_Dataset excerpts on object pointing_.
◆ ◆ ◆ ◆

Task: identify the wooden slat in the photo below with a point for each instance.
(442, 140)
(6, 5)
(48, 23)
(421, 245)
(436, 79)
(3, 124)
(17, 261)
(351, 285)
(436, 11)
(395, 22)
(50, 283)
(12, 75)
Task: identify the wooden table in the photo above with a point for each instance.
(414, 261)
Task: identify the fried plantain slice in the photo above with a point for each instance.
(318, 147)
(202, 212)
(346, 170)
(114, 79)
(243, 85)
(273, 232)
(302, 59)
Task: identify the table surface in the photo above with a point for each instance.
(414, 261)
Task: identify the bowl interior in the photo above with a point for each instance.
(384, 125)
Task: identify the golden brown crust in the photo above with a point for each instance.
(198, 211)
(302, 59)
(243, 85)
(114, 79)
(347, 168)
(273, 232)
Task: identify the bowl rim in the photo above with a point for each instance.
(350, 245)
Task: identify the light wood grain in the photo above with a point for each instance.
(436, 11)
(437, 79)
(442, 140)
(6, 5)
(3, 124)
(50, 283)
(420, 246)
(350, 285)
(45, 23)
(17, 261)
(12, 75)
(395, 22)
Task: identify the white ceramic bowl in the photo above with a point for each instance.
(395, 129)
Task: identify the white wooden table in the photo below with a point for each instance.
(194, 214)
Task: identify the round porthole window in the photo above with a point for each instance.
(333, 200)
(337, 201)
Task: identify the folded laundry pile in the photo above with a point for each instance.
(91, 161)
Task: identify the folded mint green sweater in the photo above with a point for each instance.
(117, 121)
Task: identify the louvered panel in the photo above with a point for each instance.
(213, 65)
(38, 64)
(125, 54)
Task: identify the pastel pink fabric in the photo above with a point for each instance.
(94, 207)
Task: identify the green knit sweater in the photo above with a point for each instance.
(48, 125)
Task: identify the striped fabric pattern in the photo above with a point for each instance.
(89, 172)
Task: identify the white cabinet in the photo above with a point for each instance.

◆ ◆ ◆ ◆

_What you should do_. Rewrite the lines from the one containing "Task: identify the green" through the last line, requests included, offsetting every coordinate in the answers by -33.

_Written response_.
Task: identify the green knit sweater in the photo above with a point for each instance.
(15, 92)
Task: identify the striped fabric pattern in the photo above with a point for each instance.
(56, 139)
Task: identify the white cabinet in the photo above with a point for each instance.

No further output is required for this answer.